__Exercise requirements__
Locate the line that contains "Task: tag the person in dark" in the entries below. Retype it and all following lines through the final one, character for character.

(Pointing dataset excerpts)
##############################

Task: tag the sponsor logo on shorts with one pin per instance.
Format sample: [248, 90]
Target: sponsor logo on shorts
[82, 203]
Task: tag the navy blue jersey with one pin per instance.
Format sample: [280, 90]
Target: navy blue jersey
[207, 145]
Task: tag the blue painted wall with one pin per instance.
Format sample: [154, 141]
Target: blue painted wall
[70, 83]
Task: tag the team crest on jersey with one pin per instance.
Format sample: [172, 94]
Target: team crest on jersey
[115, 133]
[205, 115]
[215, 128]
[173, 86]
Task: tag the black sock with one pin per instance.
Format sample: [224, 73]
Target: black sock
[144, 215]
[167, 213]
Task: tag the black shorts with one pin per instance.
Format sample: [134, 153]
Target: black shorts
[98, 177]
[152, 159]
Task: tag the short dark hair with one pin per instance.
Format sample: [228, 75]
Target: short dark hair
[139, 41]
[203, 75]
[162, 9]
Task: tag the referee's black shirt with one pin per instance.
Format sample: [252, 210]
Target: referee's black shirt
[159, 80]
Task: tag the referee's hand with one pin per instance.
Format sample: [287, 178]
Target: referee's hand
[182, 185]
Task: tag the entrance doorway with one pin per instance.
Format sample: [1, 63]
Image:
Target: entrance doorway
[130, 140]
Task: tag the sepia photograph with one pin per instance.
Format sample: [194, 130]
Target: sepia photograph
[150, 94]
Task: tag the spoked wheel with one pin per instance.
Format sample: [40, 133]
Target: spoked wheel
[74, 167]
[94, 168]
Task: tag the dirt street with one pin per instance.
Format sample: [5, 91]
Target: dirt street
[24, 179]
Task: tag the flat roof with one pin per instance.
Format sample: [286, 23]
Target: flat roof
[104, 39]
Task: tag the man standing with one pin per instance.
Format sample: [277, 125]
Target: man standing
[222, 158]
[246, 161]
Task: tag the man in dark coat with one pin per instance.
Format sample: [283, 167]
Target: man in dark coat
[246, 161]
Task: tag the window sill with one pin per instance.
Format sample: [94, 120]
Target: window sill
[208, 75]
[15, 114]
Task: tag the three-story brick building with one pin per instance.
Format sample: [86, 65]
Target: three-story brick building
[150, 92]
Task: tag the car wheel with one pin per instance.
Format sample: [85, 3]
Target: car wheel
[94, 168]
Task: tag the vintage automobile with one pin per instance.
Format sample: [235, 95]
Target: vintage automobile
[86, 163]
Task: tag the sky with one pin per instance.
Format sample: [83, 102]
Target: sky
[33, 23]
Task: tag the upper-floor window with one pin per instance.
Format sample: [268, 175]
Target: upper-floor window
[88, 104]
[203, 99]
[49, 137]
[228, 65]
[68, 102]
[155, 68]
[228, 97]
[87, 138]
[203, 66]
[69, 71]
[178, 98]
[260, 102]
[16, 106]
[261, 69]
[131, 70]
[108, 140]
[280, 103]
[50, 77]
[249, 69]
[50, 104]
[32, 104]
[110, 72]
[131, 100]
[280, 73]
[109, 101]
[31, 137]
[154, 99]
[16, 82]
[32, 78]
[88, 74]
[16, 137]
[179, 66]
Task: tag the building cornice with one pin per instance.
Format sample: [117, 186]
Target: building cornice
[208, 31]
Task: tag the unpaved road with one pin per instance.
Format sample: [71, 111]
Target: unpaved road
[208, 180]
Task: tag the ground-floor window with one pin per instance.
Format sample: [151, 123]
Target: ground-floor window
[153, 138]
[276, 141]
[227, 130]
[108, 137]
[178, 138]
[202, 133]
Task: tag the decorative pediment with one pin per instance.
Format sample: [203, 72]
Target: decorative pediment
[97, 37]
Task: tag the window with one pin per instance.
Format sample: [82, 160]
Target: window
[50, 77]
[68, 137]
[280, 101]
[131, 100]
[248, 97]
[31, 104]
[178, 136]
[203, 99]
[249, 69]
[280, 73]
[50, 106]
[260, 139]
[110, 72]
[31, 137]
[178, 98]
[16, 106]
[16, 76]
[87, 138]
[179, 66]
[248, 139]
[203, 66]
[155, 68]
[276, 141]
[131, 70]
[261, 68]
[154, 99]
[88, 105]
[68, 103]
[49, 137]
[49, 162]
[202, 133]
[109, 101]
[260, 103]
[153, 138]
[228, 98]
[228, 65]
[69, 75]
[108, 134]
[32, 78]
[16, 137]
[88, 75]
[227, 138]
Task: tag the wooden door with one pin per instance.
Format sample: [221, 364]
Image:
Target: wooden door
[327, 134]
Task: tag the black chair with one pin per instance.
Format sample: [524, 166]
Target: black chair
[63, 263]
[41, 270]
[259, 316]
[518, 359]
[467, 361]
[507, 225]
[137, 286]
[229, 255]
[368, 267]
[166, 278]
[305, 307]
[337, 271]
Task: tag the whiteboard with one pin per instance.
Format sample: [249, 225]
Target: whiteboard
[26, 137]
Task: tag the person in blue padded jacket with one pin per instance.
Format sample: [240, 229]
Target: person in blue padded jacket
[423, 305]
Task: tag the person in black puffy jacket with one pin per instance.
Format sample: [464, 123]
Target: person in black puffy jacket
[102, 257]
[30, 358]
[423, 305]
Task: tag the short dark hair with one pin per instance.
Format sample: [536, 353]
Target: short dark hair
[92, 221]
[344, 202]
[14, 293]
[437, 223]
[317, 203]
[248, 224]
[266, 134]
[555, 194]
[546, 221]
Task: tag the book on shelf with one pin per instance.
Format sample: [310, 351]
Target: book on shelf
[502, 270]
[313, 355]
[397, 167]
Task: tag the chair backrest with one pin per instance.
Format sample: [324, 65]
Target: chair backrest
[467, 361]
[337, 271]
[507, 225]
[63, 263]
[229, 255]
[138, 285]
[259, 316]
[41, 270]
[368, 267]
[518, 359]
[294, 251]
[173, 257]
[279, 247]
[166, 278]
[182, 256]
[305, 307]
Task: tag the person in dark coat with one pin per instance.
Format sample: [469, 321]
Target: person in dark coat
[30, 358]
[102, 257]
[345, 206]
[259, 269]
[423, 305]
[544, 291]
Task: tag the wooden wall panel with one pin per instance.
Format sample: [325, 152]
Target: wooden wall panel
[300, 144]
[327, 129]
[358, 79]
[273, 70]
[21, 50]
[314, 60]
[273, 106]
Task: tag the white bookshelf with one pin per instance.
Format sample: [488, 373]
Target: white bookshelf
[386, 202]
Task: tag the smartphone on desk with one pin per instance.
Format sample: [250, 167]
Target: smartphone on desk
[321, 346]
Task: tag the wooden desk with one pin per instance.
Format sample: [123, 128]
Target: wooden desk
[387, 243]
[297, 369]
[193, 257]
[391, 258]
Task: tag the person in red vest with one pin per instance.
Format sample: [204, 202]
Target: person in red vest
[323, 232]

##############################

__Written reply__
Task: tag the person in dark coat with one pin per instance.
Format sample: [469, 321]
Target: person in dark coat
[30, 358]
[102, 257]
[345, 206]
[259, 269]
[423, 305]
[544, 291]
Task: tag the wooden wall panel with one pin per instance.
Format sample: [325, 152]
Target: wooden wall panel
[300, 144]
[327, 129]
[358, 79]
[273, 70]
[21, 50]
[314, 60]
[273, 106]
Task: tag the white bookshelf with one pin per instance.
Format sample: [488, 373]
Target: white bookshelf
[386, 202]
Task: tag the smartphone on desk with one pin per instance.
Format sample: [250, 167]
Target: smartphone on desk
[321, 346]
Task: tag the wooden desk with one pin per instance.
Format sample: [123, 128]
Target: wooden desk
[387, 243]
[297, 369]
[193, 257]
[391, 258]
Task: tag the person in red vest with one pin per instance.
Format sample: [204, 202]
Target: person in red vest
[323, 232]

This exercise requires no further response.